*PASSAGE GIVEN*.
It gives us a quantifiable method to determine how good a fit our "predictive", least squares method lines are. 

In [None]:
from sklearn.metrics import r2_score

#function to calculate the performance score between true and predicted values based on the metric chosen. Source: https://www.ritchieng.com/machine-learning-project-boston-home-prices/
def performance_metric(y_true, y_predict):
    score = r2_score(y_true, y_predict)
    return score

#Calculate the performance of this model  
score = performance_metric(y_df2, p2(x_df2))

#Calculate the performance of this model  
score2 = performance_metric(y_dfRM, pRM(x_dfRM))

##############################

from sklearn.metrics import mean_squared_error #https://scikit-learn.org/stable/modules/generated/sklearn.metrics.mean_squared_error.html

def get_mse(df, feature, y, y_pred, target='MEDV'):
    # Get x, y to model
    y = df[target].values
    x = df[feature].values.reshape(-1,1)

    error = mean_squared_error(y, y_pred)
    print('Mean Squared Error of', feature, ' = {:.2f}'.format(error)) 

print ("LSTAT polyfit line has a coefficient of determination, R^2, of {:.3f}.".format(score), "or", round(score*100, 2) , "% accuracy")
print ("and... ")
get_mse(df, 'LSTAT', x_df2, (p2(x_df2)))
print (" ")    
print ("RM polyfit line has a coefficient of determination, R^2, of {:.3f}.".format(score2), "or", round(score2*100, 2) , "% accuracy")
print ("and... ")
get_mse(df, 'RM', x_dfRM, (pRM(x_dfRM)))


LSTAT has a higher accuracy and lower error and so is the data I shall progress with.

However, when you look more closely to the LSTAT data, you notice that it in fact could get a better fit ( and lower Mean Squared Error) if using a curve rather than a straight line. Keeping in mind our observation that the MEDV data most likely was capped at $50k due to the number at this figure, applying a curved line also seems worth a try.

*RAW DATA*.
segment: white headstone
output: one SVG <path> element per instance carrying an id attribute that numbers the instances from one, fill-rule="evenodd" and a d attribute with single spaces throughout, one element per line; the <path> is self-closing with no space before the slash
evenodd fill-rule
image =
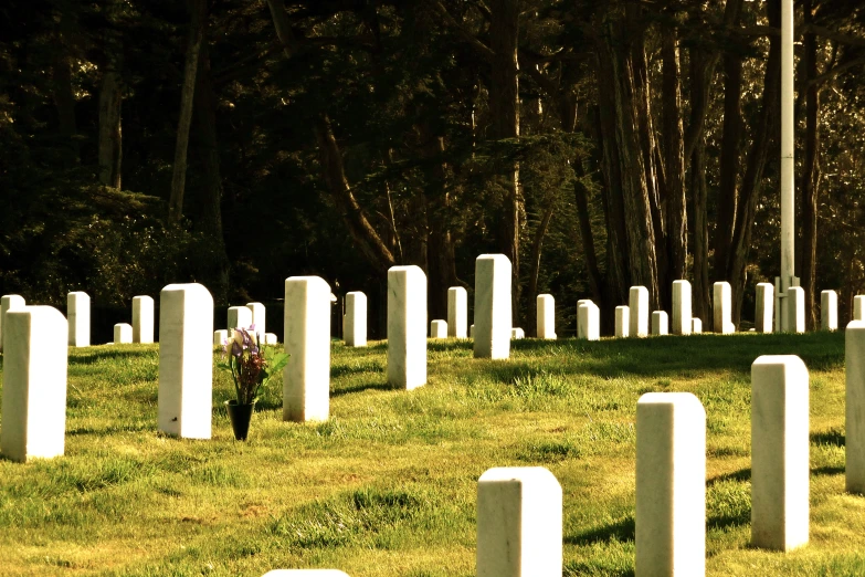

*EXERCISES TO COMPLETE*.
A – In the notebook excerpt, which feature's data does the author decide to continue working with?
B – Do these statements agree with the notebook excerpt? (i) The performance metric function computes its score with r2_score. (ii) The author expects a straight line to fit the LSTAT data better than a curve. (iii) The MEDV data was most likely capped at $50k. Answer yes or no for each, quoting the deciding words.

*TASK ANSWERS*.
A – LSTAT, because it has higher accuracy and lower error.

B –
(i) Yes: "score = r2_score(y_true, y_predict)"
(ii) No: "it in fact could get a better fit ( and lower Mean Squared Error) if using a curve rather than a straight line"
(iii) Yes: "the MEDV data most likely was capped at $50k"